* begin Selected extract *
Home Today Is 90 Million Chocolate Easter Bunnies Are Manufactured Every Year

90 Million Chocolate Easter Bunnies Are Manufactured Every Year

National Chocolate Day, celebrated each October 28, is nothing short of  a special tribute to mankind’s greatest culinary invention. Chocolate can enhance even the most luxurious dessert items. On the other hand, you can get your fix from a simple candy bar. Hint: Try for chocolate with a  “high cacao” percentage and low added sugar.

  • 5th Century – Aztecs loved their newly discovered liquid chocolate to the extent that they believed Quetzalcoatl, the god of wisdom, literally bestowed it upon them.
  • 13th Century – Taking the love of chocolate to the next level, Aztecs use cacao beans as a currency.
  • 16th Century – Once chocolate turned sweet — in 16th-century Europe — the masses caught on and turned chocolate into a powerhouse treat.
  • 1609 – As the love for chocolate increases in Europe, a book is published in Mexico that is dedicated entirely to chocolate, “Libro en el cual se trata del chocolate
  • 1765 – The first chocolate factory opened in the US. Dr. James Baker and John Hannon start a chocolate factory in Massachusetts
  • 1828 – Dutch chemist Coenraad Van Houten invented a hydraulic press that could separate the cocoa butter from the cacao, thereby producing a powder. This led to the first chocolate confections
  • 1847 – The first modern chocolate bar was created by Joseph Fry in 1847 after he discovered that he could create a moldable chocolate paste.
* end Selected extract *
* begin Entries *
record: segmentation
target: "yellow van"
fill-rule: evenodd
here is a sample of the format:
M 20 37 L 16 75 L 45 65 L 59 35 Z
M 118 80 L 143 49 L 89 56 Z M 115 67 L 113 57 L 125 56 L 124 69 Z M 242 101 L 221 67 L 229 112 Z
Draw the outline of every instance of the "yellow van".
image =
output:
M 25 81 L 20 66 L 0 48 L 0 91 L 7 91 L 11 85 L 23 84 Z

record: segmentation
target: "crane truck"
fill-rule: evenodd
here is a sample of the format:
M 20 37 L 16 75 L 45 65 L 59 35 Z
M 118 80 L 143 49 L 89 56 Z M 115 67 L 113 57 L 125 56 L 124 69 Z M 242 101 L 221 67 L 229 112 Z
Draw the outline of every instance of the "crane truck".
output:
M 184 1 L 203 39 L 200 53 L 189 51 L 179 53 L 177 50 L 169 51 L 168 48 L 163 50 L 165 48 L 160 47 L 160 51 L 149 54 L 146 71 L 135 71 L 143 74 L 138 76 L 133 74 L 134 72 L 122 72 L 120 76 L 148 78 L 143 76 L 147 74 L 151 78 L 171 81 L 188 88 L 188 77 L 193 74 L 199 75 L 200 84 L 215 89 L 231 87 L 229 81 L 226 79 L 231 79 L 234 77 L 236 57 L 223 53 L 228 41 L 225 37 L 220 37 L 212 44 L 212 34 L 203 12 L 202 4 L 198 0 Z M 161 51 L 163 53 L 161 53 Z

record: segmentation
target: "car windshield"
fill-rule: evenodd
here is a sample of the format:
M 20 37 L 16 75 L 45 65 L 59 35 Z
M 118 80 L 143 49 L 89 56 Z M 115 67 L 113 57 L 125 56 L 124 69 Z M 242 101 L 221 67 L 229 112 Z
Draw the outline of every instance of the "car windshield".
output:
* end Entries *
* **Written tasks**
**A)** According to the chocolate history page, on what date is National Chocolate Day celebrated each year?
**B)** Transcribe the chocolate history page starting with "Home Today Is" and going on through "a powerhouse treat.".
**C)** Pick up the chocolate history page after its last sentence and continue it.
The lines have no role here.

* **Responses to the exercise**
**A)** October 28.

**B)**
Home Today Is 90 Million Chocolate Easter Bunnies Are Manufactured Every Year

90 Million Chocolate Easter Bunnies Are Manufactured Every Year

National Chocolate Day, celebrated each October 28, is nothing short of  a special tribute to mankind’s greatest culinary invention. Chocolate can enhance even the most luxurious dessert items. On the other hand, you can get your fix from a simple candy bar. Hint: Try for chocolate with a  “high cacao” percentage and low added sugar.

  • 5th Century – Aztecs loved their newly discovered liquid chocolate to the extent that they believed Quetzalcoatl, the god of wisdom, literally bestowed it upon them.
  • 13th Century – Taking the love of chocolate to the next level, Aztecs use cacao beans as a currency.
  • 16th Century – Once chocolate turned sweet — in 16th-century Europe — the masses caught on and turned chocolate into a powerhouse treat.

**C)**
  • 1868 – Cadbury started in England
  • 1875 – Swiss chocolatier Daniel Peter joins forces with M. Henri Nestlé, then a baby food manufacturer who had invented a milk-condensation process. Together they found a way to bring milk chocolate onto the market. They would go on to form the Nestlé company.
  • 1907 – Milton Hershey builds a park to create a more pleasant environment for workers and residents — striving to rise above typical factory towns of the time. The original main buildings, including a rustic bandstand and pavilion, serve as a stage for vaudeville and theatre productions.
  • 1938 – Wakefield’s cookbook includes the recipe for the ‘Toll House Chocolate Crunch Cookie.’
  • Chocolate is technically a vegetable. Chocolate comes from the cacao bean, which grows on the cacao tree.
  • As it contains no cocoa solids, white chocolate isn’t chocolate.
  • Chocolate helps you lose weight. A study revealed that ingestion of dark chocolate prior to eating at an all-you-can-eat buffet triggered a 17% lower calorie intake for participants! It’s all about the sugar.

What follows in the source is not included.